Dataset entries:
· · · · · · ·

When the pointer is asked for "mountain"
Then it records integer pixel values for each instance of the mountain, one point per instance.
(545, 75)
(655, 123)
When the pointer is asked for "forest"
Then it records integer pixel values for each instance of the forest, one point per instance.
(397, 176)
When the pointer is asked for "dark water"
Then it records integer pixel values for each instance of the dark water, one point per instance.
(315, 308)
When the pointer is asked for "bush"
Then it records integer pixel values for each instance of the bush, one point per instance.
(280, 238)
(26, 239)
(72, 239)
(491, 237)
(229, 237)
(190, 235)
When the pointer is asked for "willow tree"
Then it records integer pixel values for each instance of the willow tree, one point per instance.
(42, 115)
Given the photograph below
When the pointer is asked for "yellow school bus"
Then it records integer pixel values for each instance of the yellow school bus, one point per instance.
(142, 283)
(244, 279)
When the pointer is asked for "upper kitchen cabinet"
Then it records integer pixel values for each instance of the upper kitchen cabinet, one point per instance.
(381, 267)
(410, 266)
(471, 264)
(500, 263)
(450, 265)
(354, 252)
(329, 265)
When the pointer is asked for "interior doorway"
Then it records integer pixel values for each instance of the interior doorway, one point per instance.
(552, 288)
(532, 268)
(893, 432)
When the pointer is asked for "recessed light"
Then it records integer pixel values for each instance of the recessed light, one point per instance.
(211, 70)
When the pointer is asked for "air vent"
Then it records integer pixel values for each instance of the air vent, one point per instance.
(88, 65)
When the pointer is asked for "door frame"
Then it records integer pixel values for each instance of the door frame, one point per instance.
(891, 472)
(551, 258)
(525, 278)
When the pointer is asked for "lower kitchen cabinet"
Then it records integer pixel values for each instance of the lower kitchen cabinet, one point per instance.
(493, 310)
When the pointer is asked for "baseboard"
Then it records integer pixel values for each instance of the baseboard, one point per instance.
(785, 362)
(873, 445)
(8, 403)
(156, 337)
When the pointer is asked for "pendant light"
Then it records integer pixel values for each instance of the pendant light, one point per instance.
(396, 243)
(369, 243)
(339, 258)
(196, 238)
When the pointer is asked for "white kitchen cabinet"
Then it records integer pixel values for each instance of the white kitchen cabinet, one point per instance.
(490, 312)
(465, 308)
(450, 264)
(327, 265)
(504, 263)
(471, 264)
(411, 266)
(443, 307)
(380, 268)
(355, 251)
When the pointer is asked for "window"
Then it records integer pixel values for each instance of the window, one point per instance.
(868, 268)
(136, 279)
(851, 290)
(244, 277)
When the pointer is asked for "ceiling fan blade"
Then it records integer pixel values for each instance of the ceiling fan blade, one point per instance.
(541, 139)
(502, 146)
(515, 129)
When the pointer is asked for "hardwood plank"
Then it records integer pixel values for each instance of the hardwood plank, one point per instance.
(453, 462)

· · · · · · ·

Copy exactly the lines from the one containing "pendant light, one point per instance." through the last line of the records, both included, and nothing else.

Then it records integer pixel values for each instance of the pendant light, one point per instance.
(396, 243)
(369, 243)
(339, 258)
(196, 238)
When the pointer is asked for "white kitchen cabinet"
Then it records integer pixel values for each instance of the white kitchen cabinet, one point per instance.
(490, 312)
(465, 308)
(450, 264)
(327, 265)
(504, 263)
(471, 264)
(411, 266)
(443, 307)
(380, 268)
(355, 251)
When the pointer is asked for "window"
Then it records integer pixel values for each instance of the window, one point per instance.
(868, 268)
(136, 279)
(851, 290)
(244, 277)
When the pointer is asked for "ceiling fan blade"
Then it records integer pixel values for each instance of the ceiling fan blade, one point per instance.
(541, 139)
(502, 146)
(515, 129)
When the pointer is asked for "hardwood plank"
Then it records integer pixel values for each instance of the hardwood plank, one point per instance.
(453, 462)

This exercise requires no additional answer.